━━━ ENTRIES PROVIDED

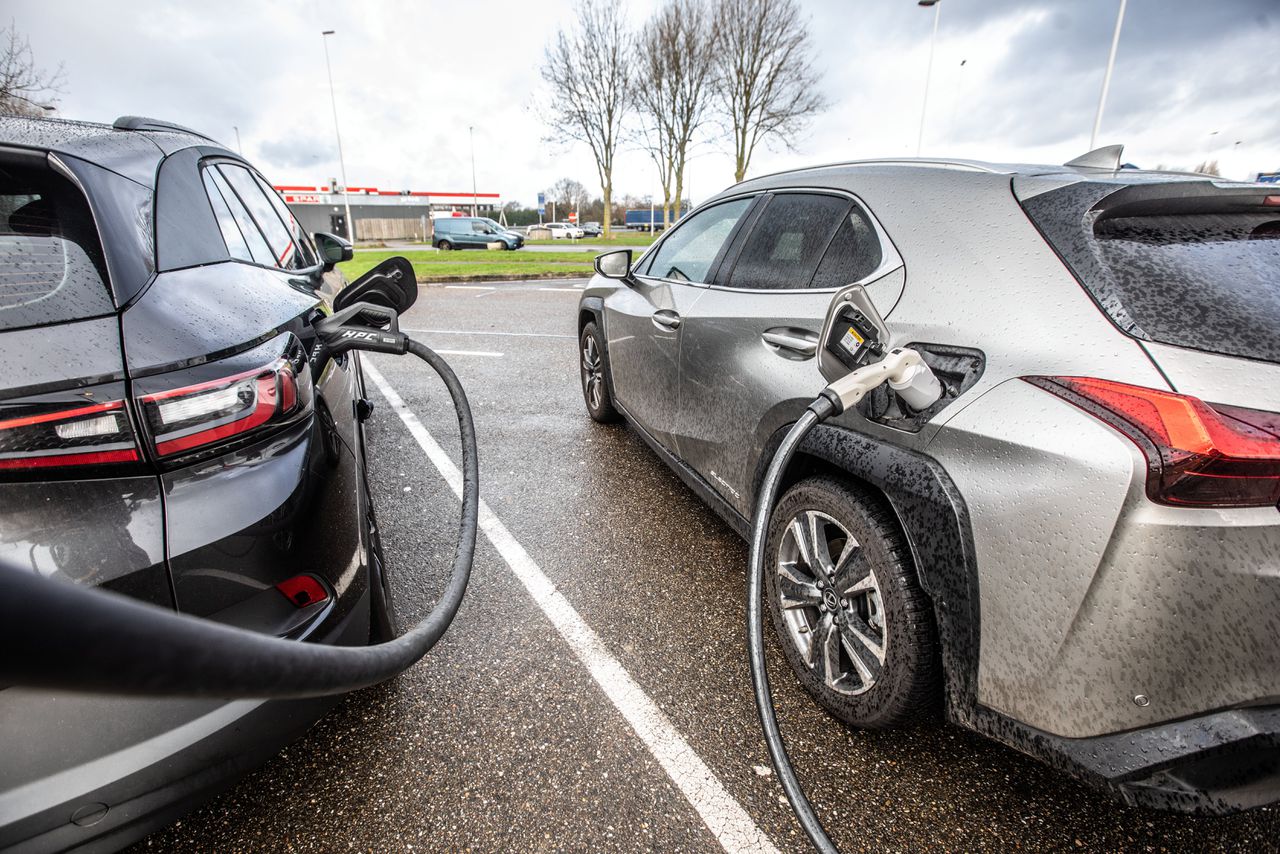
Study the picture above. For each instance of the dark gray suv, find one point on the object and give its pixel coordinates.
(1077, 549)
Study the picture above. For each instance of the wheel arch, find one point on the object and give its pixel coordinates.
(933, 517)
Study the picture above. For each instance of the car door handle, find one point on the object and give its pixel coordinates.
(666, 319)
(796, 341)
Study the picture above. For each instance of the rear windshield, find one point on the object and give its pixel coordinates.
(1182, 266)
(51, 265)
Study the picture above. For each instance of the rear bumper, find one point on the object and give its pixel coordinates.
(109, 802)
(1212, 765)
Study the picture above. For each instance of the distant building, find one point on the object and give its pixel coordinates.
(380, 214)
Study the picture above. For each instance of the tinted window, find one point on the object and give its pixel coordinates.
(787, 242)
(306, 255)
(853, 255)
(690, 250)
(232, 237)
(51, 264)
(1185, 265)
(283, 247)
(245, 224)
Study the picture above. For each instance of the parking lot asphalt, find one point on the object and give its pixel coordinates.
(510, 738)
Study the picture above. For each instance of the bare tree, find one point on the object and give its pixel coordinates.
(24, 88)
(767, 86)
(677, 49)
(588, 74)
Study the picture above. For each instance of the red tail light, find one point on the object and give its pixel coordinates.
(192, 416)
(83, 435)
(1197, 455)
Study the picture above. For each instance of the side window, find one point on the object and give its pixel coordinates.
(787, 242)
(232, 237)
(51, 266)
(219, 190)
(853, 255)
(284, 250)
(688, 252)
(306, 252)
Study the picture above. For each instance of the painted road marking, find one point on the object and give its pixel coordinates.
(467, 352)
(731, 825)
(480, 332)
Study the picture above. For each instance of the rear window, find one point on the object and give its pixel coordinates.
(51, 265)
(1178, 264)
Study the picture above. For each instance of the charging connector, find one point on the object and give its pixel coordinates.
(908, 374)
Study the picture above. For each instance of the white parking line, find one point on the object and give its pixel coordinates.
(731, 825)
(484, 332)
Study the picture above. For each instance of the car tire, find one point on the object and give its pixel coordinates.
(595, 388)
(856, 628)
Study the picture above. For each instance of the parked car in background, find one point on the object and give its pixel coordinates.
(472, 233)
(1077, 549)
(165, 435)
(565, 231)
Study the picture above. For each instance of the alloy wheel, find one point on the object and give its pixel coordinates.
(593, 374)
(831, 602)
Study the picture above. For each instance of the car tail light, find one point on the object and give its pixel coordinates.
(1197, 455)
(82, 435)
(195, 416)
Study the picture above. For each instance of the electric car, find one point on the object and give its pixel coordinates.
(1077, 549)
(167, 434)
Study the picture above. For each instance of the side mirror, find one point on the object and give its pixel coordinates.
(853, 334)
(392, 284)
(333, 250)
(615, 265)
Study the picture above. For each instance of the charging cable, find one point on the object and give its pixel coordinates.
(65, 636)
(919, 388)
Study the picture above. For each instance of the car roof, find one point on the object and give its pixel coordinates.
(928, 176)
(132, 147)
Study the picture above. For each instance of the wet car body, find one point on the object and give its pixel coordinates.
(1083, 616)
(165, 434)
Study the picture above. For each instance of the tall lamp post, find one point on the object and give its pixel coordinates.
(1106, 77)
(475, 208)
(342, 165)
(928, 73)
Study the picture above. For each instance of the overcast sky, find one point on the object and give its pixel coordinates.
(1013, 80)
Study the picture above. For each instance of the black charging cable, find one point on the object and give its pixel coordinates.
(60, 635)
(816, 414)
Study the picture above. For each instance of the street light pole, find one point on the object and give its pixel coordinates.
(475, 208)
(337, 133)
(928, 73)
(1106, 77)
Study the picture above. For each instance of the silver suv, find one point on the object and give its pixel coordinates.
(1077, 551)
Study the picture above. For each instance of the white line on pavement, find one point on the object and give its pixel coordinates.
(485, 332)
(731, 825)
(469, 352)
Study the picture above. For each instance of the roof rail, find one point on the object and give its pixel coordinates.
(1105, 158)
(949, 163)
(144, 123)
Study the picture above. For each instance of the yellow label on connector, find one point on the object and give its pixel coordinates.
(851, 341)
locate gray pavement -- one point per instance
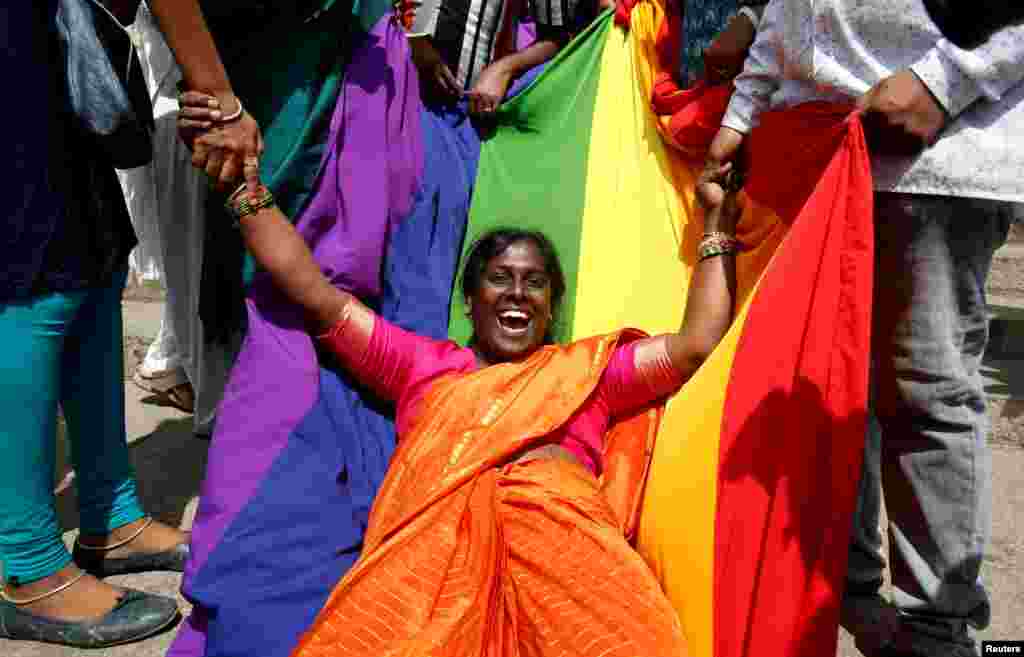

━━━━━━

## REQUEST:
Reproduce every line of the material above word for word, from first to last. Leave out the pictures.

## EXERCISE SOLUTION:
Study the picture above. For each instance of the dark gray suv, find one point on the object and give its pixel coordinates.
(1077, 549)
Study the picture above. For each instance of the wheel arch, find one point on the object and give its pixel coordinates.
(933, 517)
Study the picture above. For each instance of the car door handle, find one point on the object and give its pixel coordinates.
(666, 319)
(796, 341)
Study the picture above. For each instance of the rear windshield, find one point on the object and give its pixel coordinates.
(1182, 266)
(51, 265)
Study the picture above. For each instance of the rear bumper, find one point on the object and give its pixel coordinates.
(109, 802)
(1212, 765)
Study the picture above. For each instance of the distant building, find one point on the object and give its pixel coordinates.
(380, 214)
Study the picture above. For each instance of the tinted window, find one point on the object and give its pixel coordinates.
(787, 242)
(306, 255)
(853, 255)
(690, 250)
(232, 237)
(51, 264)
(1185, 265)
(283, 247)
(245, 224)
Study the picture above. For each instance of the parking lot asphalt, find one point on the object and give its pixel coordinates.
(510, 738)
Study the picture above. For each instance of the bare tree, find one point on the object and give its pixel coordinates.
(24, 88)
(767, 86)
(677, 49)
(588, 74)
Study the picture above. For each instance of the red tail light, find one point on the object and give its pixel coordinates.
(192, 416)
(83, 435)
(1197, 455)
Study the picture above. For each instance of the side window, find one point on the object and give its pixel coordinates.
(787, 242)
(232, 237)
(51, 266)
(219, 190)
(853, 255)
(284, 250)
(688, 252)
(306, 252)
Study the picture above. For each instance of the painted road marking, find one point on the object and give its pixel coordinates.
(467, 352)
(731, 825)
(480, 332)
Study the picture above. For each instance of the rear window, find one point on the object and give its pixel coordinates.
(51, 265)
(1178, 264)
Study the picture above. For each instance of the charging connector, find one point on the object and give its pixel coordinates.
(908, 374)
Study the picture above. For each instance of the white parking line, find one point on the object and give its pixel coordinates.
(731, 825)
(484, 332)
Study the picture above. For each instance of the car tire, find one point on the object and give its pixel coordinates.
(595, 388)
(856, 628)
Study the picture above. For each instance of the parked car in background, find one point on the object and give its pixel coordinates.
(472, 233)
(1077, 549)
(165, 435)
(565, 231)
Study the picture above. For each instance of the alloy wheel, find one point on the object and give its pixel coordinates.
(593, 374)
(831, 602)
Study the picture above. For each instance of the car tail light, find one point on the object and give its pixel coordinates.
(1197, 455)
(82, 435)
(195, 416)
Study the picture above. For each instance of the electric car, find one point on the object and give its pixel coordinates.
(1077, 549)
(167, 434)
Study the picture above. For each instance of the side mirror, find one point on the object and give its pixel coordinates.
(853, 334)
(392, 284)
(333, 250)
(615, 265)
Study the picture above. For each instance of the charging cable, find one point on the object and give its pixel coordinates.
(65, 636)
(919, 388)
Study the picture above. For each instance of the car roof, find one point on the object and give its pixel coordinates.
(928, 176)
(132, 147)
Study the picture above. For each instance of the wet car body, find one point on the object and give its pixel coordinates.
(1083, 616)
(165, 434)
Study the picture above. For each instance of the tall lamp post, find one point on the object and give its pixel coordinates.
(1106, 77)
(475, 208)
(342, 165)
(928, 73)
Study the picture above. For each instance of the overcast sky, find one point on the object and give its pixel coordinates.
(1013, 80)
Study the picture above. For each instance of the black charging cable, find one point on the object and give its pixel coordinates.
(60, 635)
(816, 414)
Study the picture above. For each instance of the street light pole, find one point on the object and give its pixel coordinates.
(475, 208)
(337, 133)
(928, 73)
(1106, 77)
Study the picture above. For each instance of the silver suv, find one point on the object and give its pixel coordinates.
(1077, 551)
Study the picture above. For each instance of the white line on pavement, find one point on the object and give its pixel coordinates.
(485, 332)
(731, 825)
(469, 352)
Study the picture above. For each instance of the roof rail, find one point on the object and give its pixel coordinates.
(1105, 158)
(949, 163)
(144, 123)
Study the picture above. For each instance of the yellow label on connector, find one point on the object and give its pixel coordinates.
(851, 341)
locate gray pavement -- one point per instance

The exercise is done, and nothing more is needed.